* _Extrait fourni_:

Message par Tristeplume »

Coucou,

J'arrive un peu après la bataille mais je me permets une petite contribution à ce débat très intéressant et à l'excellent premier post de Milora.

Le terme de décalage utilisé par Milora résume assez bien ce qui fait rire. Ce décalage doit aussi être associé à un effet de surprise. En effet, il est important de surprendre le lecteur et plus la surprise sera importante, plus le décalage sera efficace.

La difficulté dans un texte à vocation humoristique est de savoir se renouveler et de maintenir à la fois décalage et surprise. Le lecteur s'habitue vite au décalage et la surprise n'en est plus une à sa énième répétition. Si un personnage a pu faire rire à un moment par son côté décalé, il ne le fera plus par la suite car le lecteur va pressentir ses réactions.
Pour les mêmes raisons, on ne peut pas se contenter d'un procédé humoristique. Il faut être en mesure d'utiliser toute la gamme.

Beaucoup de procédés ont été évoqué (ironie, absurde, humour noir, cynisme), on peut aussi citer l'insolence, la grossièreté (sisi, un "va te faire foutre" au bon moment peut avoir un effet boeuf).
L'humour est aussi souvent transgressif dans le sens où il est efficace quand les personnages font/disent/pensent/osent des choses qu'on ne se permet pas soi-même (pour tout un tas de raisons inutiles à développer ici ^^).

Sur le débat Beorn/Roanne et Rire/faiblesse humaine, l'humour ne se focalise pas seulement sur des faiblesses mais plutôt globalement sur des traits qui seront souvent exagérés, poussés à l'extrême et donc susceptibles d'être traités de manière humoristique.
Par exemple, le côté fanfaron de Jack Sparrow est très drôle et pourtant on ne rit pas d'une faiblesse. Faut être un bien triste sir pour ne pas éclater de rire quand Hulk "discute" avec Loki à la fin de Avengers. Qui n'a pas rigolé sur les Chuck Norris Facts ? Un perso super intelligent genre schtroumpf à lunettes peut être hilarant tout comme le beau gosse séducteur pourchassé par les assiduités d'une coquine trollette.

Puisqu'on parle de ça, l'exagération ou la caricature sont des procédés classiques mais ne sont pas forcément indispensables. J'ai souvent dit ici que je trouvais agaçant qu'un texte humoristique soit très souvent qualifié de parodique. Pratchett ne fait pas de parodie.

A noter que le traitement humoristique est un moyen bien pratique pour faire avaler au lecteur un personnage totalement cliché.

Je suis assez sceptique sur le fait que l'humour puisse nuire à l'identification du lecteur à un personnage et à l'empathie qu'il peut avoir pour lui.

* _Lignes fournies_:
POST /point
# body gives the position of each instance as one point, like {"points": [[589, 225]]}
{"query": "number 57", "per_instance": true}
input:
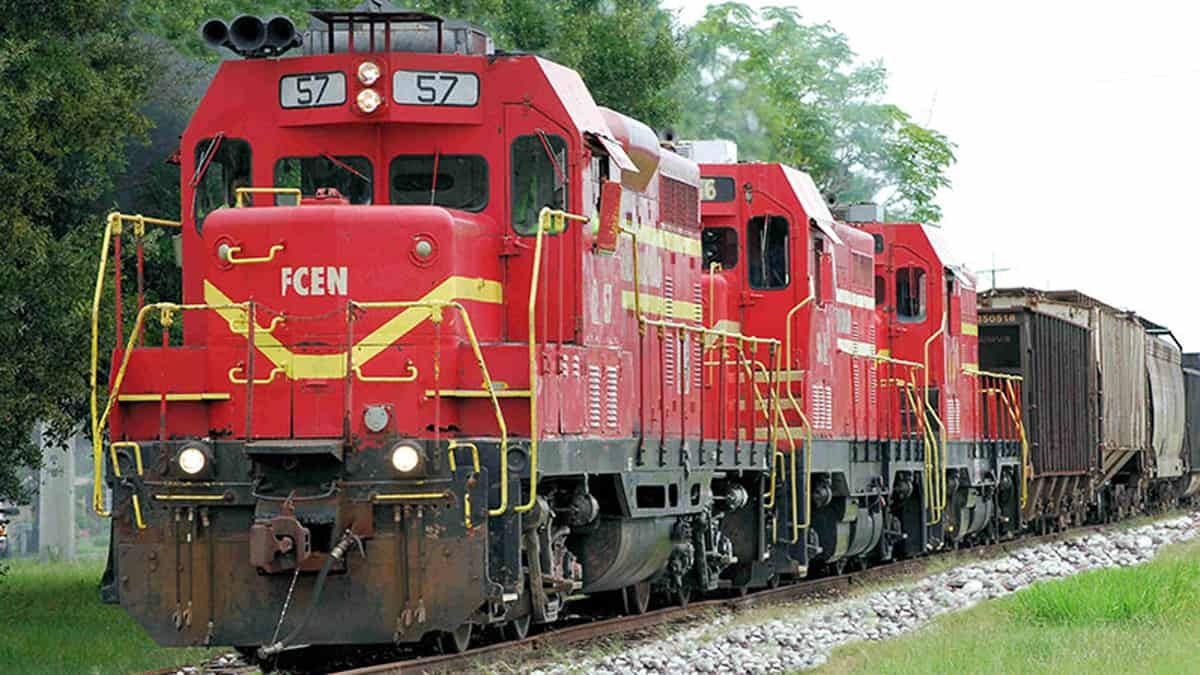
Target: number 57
{"points": [[427, 87]]}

* _Consignes_:
1. D'après le message sur l'humour, à quel effet le décalage doit-il aussi être associé ?
2. Dans le message sur l'humour, relevez tous les procédés cités dans la phrase qui commence par « Beaucoup de procédés ont été évoqué ».
3. Reprenez le message sur l'humour à la suite de sa dernière phrase.

* _Réponses aux consignes_:
1. À un effet de surprise.

2. ironie, absurde, humour noir, cynisme, insolence, grossièreté

3.
Un exemple flagrant est Tyrion Lannister dans le Trôner de Fer. Ce personnage est drôle. Vraiment très drôle, entre cynisme, autodérision, insolence et vulgarité. Et pourtant, c'est bien le perso le plus attachant et le plus profond de cette saga, non ?

Ce qui est intéressant dans l'humour (et ce que j'apprécie chez Pratchett) c'est qu'il peut permettre d'entraîner le lecteur dans des logiques de pensée complètement différentes. Au début, on rigole... ben parce que c'est marrant mais à la fin on se prend à réfléchir selon le mode de fonctionnement développé. C'est le cas chez Pratchett pour le Peuple des ch'tits hommes libres qui sont des psychopathes ivrognes en puissance mais dont la vision du monde finit par nous interroger.

Pour en revenir au décalage, c'est justement ça qui est intéressant de pouvoir aborder les choses sous un angle ou un aspect différent et donc amener le lecteur à réfléchir, à prendre du recul. Avec un peu de talent, un ogre glouton pourra parfaitement vous convaincre que le cannibalisme est un bienfait pour la société. ^^

Et j'en arrive à ma conclusion, il ne faut pas oublier que le but principal de l'humour n'est pas de faire rire. ;)

Autre chose que je voulais aborder :

Pour réagir à Millora :
Je sais pas si c'était un "tu" général ou si tu me répondais. Si tu me répondais, je précise ce que je voulais dire :
je demandais pas du tout comment faire ou comment réussir une caricature (ou tout autre type d'humour).
Je pars juste du principe qu'un texte ne peut pas avoir les mêmes ressorts qu'une image, une pièce de théâtre ou un film : ne serait-ce que parce qu'il n'y a pas de simultanéité, pas de visuel (exit les jeux sur les mimiques), et qu'une bonne partie de l'effet comique est véhiculé par l'ordre dans lequel le récit nous livre les informations.
C'est à ce mécanisme purement textuel (créer du rire avec l'ordre des mots ; pour simplofier à très gros traits) que je m'interrogeais. A plus petite échelle, donc (celle qui décortique la forme du texte), que l'effet "caricature" ou "comique social" ou autre...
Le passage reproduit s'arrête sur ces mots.